STATED EXERCISE A
Answer these questions about the post on Blazefind and the Userinit value:
(i) The removal of which program may have corrupted the userinit value?
(ii) Which file does Adaware or another cleaner detect and remove?
(iii) Under which registry key is the Userinit string value found?
STATED EXERCISE B
Write what follows the last sentence of the post on Blazefind and the Userinit value.

SELECTED TEXT

----

Jack said:
Please quote some of the original question for clarity. Because you
didn't and the original posts aren't available for me, I can't go back
and check what the Original Poster said. However, from the subject line
I'm going to guess what happened - and rebooting into Safe Mode will
not help him/her.
Credit and thanks to MVP Rick Rogers:
The userinit value may have been corrupted by the removal of Blazefind.
It adds wsaupdater.exe to the logon value in the system registry,
sometimes appending it, sometimes replacing it. Running Adaware or
other cleaners detects and removes wsaupdater.exe, but doesn't correct
the registry damage. If this is the case, then you may need to load the
registry hive from another installation and change it. This is the key:
HKEY_LOCAL_MACHINE\SOFTWARE\Microsoft\Windows NT\CurrentVersion\Winlogon
Userinit string value should be:
C:\WINDOWS\system32\userinit.exe,
On the damaged installations it's one of these:
C:\WINDOWS\system32\wsaupdater.exe,
C:\WINDOWS\system32\userinit.exe,C:\WINDOWS\system32\wsaupdater.exe,
Note the trailing comma, which should be there.

----

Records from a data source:
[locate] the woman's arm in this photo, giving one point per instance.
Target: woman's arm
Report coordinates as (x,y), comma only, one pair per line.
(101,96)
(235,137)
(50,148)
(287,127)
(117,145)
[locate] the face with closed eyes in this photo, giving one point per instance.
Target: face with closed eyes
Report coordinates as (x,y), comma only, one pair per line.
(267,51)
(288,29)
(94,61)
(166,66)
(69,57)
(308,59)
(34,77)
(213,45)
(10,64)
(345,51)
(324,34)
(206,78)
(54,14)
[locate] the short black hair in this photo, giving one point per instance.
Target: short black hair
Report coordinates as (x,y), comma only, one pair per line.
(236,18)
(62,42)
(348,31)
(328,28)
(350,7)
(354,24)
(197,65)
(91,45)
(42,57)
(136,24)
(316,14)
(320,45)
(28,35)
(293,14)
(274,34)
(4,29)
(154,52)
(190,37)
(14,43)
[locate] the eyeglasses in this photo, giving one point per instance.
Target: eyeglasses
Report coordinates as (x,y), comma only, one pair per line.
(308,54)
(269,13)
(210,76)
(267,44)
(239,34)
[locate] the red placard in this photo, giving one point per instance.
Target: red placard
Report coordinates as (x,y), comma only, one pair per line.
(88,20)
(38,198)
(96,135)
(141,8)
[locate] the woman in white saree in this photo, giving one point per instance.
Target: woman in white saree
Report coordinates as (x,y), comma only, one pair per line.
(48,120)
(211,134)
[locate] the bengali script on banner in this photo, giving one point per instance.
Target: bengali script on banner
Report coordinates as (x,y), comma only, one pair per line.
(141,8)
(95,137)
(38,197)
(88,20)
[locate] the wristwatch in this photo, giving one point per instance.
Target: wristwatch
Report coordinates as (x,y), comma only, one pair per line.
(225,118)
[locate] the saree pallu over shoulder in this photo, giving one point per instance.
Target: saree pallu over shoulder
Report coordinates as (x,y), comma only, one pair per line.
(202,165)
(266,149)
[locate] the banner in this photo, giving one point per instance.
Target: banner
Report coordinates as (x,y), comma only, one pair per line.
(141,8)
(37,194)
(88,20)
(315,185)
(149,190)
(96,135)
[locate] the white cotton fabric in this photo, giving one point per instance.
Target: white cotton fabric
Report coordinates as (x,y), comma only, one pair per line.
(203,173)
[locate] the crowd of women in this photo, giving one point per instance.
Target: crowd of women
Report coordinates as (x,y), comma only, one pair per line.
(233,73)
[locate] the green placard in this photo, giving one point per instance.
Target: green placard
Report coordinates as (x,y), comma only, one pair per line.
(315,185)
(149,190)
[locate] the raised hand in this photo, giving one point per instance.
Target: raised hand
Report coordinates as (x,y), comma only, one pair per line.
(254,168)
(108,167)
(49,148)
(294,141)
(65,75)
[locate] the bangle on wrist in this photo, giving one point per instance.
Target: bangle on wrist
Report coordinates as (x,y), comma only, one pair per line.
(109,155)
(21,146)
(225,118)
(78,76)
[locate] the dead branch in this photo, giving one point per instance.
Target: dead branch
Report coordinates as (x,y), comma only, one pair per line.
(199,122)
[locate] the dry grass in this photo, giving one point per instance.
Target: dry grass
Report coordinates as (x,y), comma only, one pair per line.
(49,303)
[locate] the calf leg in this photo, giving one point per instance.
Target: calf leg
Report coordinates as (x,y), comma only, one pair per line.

----

EXERCISE ANSWER A
(i) Blazefind
(ii) wsaupdater.exe
(iii) HKEY_LOCAL_MACHINE\SOFTWARE\Microsoft\Windows NT\CurrentVersion\Winlogon

EXERCISE ANSWER B
Another "quickie" method of resolution is to load the Recovery Console,
copy userinit.exe as wsaupdater.exe from the command prompt, then
restart normally. Once in, go and change the registry value back to
what it's supposed to be and delete the copied file by doing:
cd system32 [Enter]
copy userinit.exe wsaupdater.exe [Enter]
exit [Enter]
Then boot the system and edit the Registry and then rename the System32
wsaupdater.exe back to userinit.exe.
This can also be done by using the 6 disk boot floppy set mentioned in
the above article, as it loads enough of the Recovery Console so that
you can copy the file. This is particularly useful if you have an OEM
installation that includes only a Restore CD, or no disk at all.
You can also put the affected hard drive as a slave in a working XP box
and put a good userinit.exe in the sick driver's System32 folder,
rename it to wsaupdater.exe and then put the sick drive back in its
box. Start the system and make the changes in the Registry and rename
wsaupdater back to userinit.exe.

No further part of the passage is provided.